BEGIN INPUT
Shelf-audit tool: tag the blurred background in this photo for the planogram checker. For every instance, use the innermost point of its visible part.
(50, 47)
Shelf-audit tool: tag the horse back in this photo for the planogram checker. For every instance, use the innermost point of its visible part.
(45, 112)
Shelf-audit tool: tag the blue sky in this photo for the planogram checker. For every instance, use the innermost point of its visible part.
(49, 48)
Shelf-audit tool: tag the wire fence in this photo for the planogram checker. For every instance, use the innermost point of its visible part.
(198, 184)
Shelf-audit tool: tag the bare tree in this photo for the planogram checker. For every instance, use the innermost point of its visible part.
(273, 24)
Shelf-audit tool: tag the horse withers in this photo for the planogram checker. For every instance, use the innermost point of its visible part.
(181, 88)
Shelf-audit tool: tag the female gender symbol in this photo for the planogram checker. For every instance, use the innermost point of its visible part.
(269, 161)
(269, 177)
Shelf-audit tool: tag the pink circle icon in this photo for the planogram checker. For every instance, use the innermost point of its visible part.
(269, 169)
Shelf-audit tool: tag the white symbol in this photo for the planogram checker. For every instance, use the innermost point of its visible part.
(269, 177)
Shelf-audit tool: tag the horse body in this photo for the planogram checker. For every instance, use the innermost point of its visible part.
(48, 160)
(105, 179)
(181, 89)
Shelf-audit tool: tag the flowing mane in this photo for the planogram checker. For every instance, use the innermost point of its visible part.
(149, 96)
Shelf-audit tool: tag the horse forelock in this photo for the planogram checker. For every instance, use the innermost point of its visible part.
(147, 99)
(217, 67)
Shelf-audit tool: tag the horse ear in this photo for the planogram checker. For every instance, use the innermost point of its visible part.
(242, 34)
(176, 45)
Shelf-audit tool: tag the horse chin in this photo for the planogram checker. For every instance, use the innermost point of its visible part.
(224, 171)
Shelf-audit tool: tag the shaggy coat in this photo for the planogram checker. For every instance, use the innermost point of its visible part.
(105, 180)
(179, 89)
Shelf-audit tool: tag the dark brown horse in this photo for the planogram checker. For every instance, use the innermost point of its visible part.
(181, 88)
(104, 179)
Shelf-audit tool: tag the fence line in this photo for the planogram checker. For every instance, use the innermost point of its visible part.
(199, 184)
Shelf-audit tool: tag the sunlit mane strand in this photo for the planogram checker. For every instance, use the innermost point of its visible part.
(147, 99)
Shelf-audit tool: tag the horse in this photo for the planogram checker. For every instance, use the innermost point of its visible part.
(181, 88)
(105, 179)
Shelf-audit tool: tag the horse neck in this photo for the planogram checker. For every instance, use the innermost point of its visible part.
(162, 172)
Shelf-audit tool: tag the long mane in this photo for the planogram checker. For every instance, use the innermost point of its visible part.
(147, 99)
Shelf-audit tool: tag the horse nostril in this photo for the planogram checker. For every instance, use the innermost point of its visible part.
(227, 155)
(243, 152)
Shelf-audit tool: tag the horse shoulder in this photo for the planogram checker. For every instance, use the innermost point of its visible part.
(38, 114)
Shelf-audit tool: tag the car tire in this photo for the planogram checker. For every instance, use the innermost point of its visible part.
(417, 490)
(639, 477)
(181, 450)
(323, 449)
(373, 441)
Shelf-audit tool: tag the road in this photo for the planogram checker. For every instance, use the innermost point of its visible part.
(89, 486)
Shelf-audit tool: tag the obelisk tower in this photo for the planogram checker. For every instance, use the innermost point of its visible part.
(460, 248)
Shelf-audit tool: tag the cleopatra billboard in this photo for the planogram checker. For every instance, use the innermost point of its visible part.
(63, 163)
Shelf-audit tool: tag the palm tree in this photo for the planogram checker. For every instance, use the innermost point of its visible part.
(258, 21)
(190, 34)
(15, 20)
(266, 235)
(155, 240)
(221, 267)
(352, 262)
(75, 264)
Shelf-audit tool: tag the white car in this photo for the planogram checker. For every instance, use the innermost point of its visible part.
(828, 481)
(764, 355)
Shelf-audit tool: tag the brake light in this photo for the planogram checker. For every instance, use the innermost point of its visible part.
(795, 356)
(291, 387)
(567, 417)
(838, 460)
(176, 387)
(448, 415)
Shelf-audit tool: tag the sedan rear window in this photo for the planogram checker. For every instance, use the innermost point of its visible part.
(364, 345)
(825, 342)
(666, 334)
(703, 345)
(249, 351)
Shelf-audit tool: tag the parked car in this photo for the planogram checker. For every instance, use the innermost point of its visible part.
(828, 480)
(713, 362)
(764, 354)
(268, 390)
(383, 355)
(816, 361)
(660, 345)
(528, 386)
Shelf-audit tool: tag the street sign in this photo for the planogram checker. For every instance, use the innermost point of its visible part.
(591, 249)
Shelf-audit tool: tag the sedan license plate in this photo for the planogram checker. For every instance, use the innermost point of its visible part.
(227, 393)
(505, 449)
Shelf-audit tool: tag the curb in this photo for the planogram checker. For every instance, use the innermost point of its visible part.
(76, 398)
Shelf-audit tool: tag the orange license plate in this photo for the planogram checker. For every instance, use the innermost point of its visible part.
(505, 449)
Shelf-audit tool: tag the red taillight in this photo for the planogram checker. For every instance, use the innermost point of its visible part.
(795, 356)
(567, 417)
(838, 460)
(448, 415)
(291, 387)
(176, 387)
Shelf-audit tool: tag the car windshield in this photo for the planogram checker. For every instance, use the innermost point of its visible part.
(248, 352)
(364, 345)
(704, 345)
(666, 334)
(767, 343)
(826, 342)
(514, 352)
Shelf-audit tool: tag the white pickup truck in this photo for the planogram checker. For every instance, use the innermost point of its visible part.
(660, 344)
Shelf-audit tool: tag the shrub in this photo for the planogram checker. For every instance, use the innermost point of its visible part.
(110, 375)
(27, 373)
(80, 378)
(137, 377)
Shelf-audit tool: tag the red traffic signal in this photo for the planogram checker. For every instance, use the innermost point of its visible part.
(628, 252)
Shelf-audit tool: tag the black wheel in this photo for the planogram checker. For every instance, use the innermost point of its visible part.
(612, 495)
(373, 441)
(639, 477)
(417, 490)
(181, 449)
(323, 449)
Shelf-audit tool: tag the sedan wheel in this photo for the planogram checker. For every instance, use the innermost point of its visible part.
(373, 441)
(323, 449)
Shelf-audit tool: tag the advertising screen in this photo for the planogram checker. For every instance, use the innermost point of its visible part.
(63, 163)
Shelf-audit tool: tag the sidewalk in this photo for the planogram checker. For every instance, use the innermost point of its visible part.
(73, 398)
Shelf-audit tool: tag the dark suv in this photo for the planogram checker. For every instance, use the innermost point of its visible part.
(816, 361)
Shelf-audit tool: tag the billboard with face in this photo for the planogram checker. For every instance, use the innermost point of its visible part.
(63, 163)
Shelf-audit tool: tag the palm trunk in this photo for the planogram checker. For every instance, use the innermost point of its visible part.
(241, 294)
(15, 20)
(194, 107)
END INPUT
YOUR ASSIGNMENT: Every record should be given again exactly.

RESULT OF THE TASK:
Shelf-audit tool: tag the blurred background in this photo for the planogram checker. For every instance, use the innermost point of its visible part.
(50, 47)
Shelf-audit tool: tag the horse back in this photo for the planogram checker. For every instance, use the innermost point of its visible part.
(45, 112)
Shelf-audit tool: tag the blue sky in this photo for the planogram checker. For every instance, use the innermost point of its visible part.
(49, 48)
Shelf-audit tool: tag the wire fence in this photo for the planogram checker. For every instance, use the innermost point of its visible part.
(198, 184)
Shelf-audit tool: tag the bare tree in this photo for the planogram checker. For every instance, use the innermost point of its visible part.
(273, 24)
Shelf-audit tool: tag the horse withers in this photo for the planogram checker. For every instance, use the innermost point of its visible part.
(181, 88)
Shelf-audit tool: tag the female gender symbol in this photo for the planogram checker. For every instance, use the innermost point of its visible part.
(269, 161)
(269, 177)
Shelf-audit tool: tag the pink circle icon in this photo for the planogram checker. For every instance, use the innermost point of its visible part.
(269, 169)
Shelf-audit tool: tag the white symbol in this photo for the planogram checker. For every instance, use the innermost point of its visible part.
(269, 177)
Shelf-audit tool: tag the horse body in this photo for the planogram checker. For every instance, use the innermost point of its visible part.
(48, 160)
(105, 179)
(181, 89)
Shelf-audit tool: tag the flowing mane in this photo for the planogram checker. For every instance, use the innermost point of its visible part.
(149, 96)
Shelf-audit tool: tag the horse forelock in this photo for the planogram checker. For every instance, use the innermost point of its visible part.
(147, 99)
(217, 67)
Shelf-audit tool: tag the horse ear in this photo for the planogram checker. For every instance, use the innermost point of its visible part.
(242, 34)
(176, 45)
Shelf-audit tool: tag the horse chin in this photo for the planogram checker. For every instance, use the innermost point of its visible part.
(224, 171)
Shelf-audit tool: tag the shaggy coat in this photo for the planogram checker. For every instance, use the innermost point of its visible part.
(105, 180)
(179, 89)
Shelf-audit tool: tag the dark brown horse in this photo for the planogram checker. For every instance, use the innermost point of its visible part.
(181, 88)
(104, 179)
Shelf-audit tool: tag the fence line in this photo for the planogram checker. For every instance, use the innermost point of its visible part.
(199, 184)
Shelf-audit tool: tag the sunlit mane strand in this photo for the planogram checker. For every instance, use the innermost point of its visible part.
(147, 99)
Shelf-audit tool: tag the horse in this photo for the planogram checker. For every instance, use the innermost point of its visible part.
(181, 88)
(105, 179)
Shelf-audit tool: tag the horse neck in this photo for the planogram checker. For every instance, use the innermost point of its visible part.
(162, 172)
Shelf-audit tool: tag the long mane in this photo for the planogram checker. For every instance, use the innermost point of its visible part.
(147, 99)
Shelf-audit tool: tag the horse nostril in this photo for the planogram checker. For every instance, use the innermost point of its visible part.
(227, 155)
(243, 152)
Shelf-audit tool: tag the horse shoulder in this photo for the planogram checker. For every instance, use the innermost point of its visible part.
(38, 114)
Shelf-audit tool: tag the car tire in this photo for the planogram checker. For every instance, use the innermost point of its visible part.
(417, 490)
(639, 477)
(181, 450)
(323, 449)
(373, 441)
Shelf-audit tool: tag the road in this photo for the planogram checker. For every instance, use the innermost point of its visible part.
(89, 486)
Shelf-audit tool: tag the obelisk tower in this photo for the planogram checker. For every instance, use the innermost point of its visible part.
(460, 248)
Shelf-audit tool: tag the cleopatra billboard in this photo for the planogram checker. For every instance, use the innermost point of its visible part.
(63, 163)
Shelf-audit tool: tag the palm tree in this photo for the planogram checker. For every instance, use the innermost point of its visible part.
(258, 21)
(190, 34)
(15, 20)
(266, 235)
(155, 240)
(221, 267)
(352, 262)
(75, 264)
Shelf-audit tool: tag the white car in this photo for the planogram checker. For every instance, use the innermost point of its visible part.
(828, 481)
(764, 355)
Shelf-audit tool: tag the brake light in this photo for the planogram checker. For every instance, use the innermost point of its visible part.
(795, 356)
(291, 387)
(567, 417)
(838, 460)
(176, 387)
(448, 415)
Shelf-audit tool: tag the sedan rear window in this photo for the planogram checker. For every instance, use the innermost point of its visible part.
(364, 345)
(825, 342)
(666, 334)
(703, 345)
(249, 351)
Shelf-audit tool: tag the parked car in this photo for the planogram checker. For every instance, use the innermost point of its visible part.
(828, 480)
(713, 362)
(764, 354)
(268, 390)
(383, 355)
(816, 361)
(660, 345)
(528, 386)
Shelf-audit tool: tag the street sign in this photo for the planogram checker. For every instance, use the innermost point of its visible part.
(591, 249)
Shelf-audit tool: tag the sedan license plate in this photo for the planogram checker. For every instance, use the innermost point of its visible part.
(227, 393)
(505, 449)
Shelf-audit tool: tag the curb in this photo for the planogram checker. For every instance, use the innermost point of its visible part.
(76, 398)
Shelf-audit tool: tag the orange license plate in this photo for the planogram checker. For every instance, use the innermost point of its visible part.
(505, 449)
Shelf-audit tool: tag the red taillight in this photo for the planogram checker. For every instance, use the innermost point of its visible part.
(795, 356)
(567, 417)
(838, 460)
(448, 415)
(291, 387)
(176, 387)
Shelf-audit tool: tag the car windshield in this photo for the planogram checker. For every instance, use the innermost point of its visible part.
(248, 352)
(364, 345)
(704, 345)
(666, 334)
(767, 343)
(826, 342)
(514, 352)
Shelf-audit tool: tag the white pickup truck in this photo for the planogram checker. For every instance, use the innermost point of its visible part.
(660, 344)
Shelf-audit tool: tag the shrub in this photo for the planogram checker. For every instance, use the innermost point of its visible part.
(110, 375)
(27, 373)
(80, 378)
(137, 377)
Shelf-audit tool: tag the red traffic signal in this photo for the planogram checker. For every instance, use the innermost point of its visible part.
(628, 252)
Shelf-audit tool: tag the black wheel in this photo for the planogram checker. For every instance, use the innermost point of its visible part.
(612, 495)
(373, 441)
(639, 477)
(417, 490)
(181, 449)
(323, 449)
Shelf-audit tool: tag the sedan wheel in this photo for the planogram checker. For every instance, use the innermost point of its visible part.
(373, 441)
(323, 449)
Shelf-audit tool: tag the advertising screen in this photo for the planogram checker. For every instance, use the innermost point of its visible part.
(63, 163)
Shelf-audit tool: tag the sidewalk in this photo for the planogram checker. For every instance, use the innermost point of its visible part.
(73, 398)
Shelf-audit tool: tag the dark suv in this photo for the planogram checker. For every instance, use the innermost point of its visible part.
(816, 361)
Shelf-audit tool: tag the billboard with face in this photo for the planogram checker. For every instance, use the innermost point of its visible part.
(63, 163)
Shelf-audit tool: tag the palm trunk in this photo for the planogram checker. For every instance, use the innermost point of its visible part.
(241, 294)
(15, 20)
(194, 107)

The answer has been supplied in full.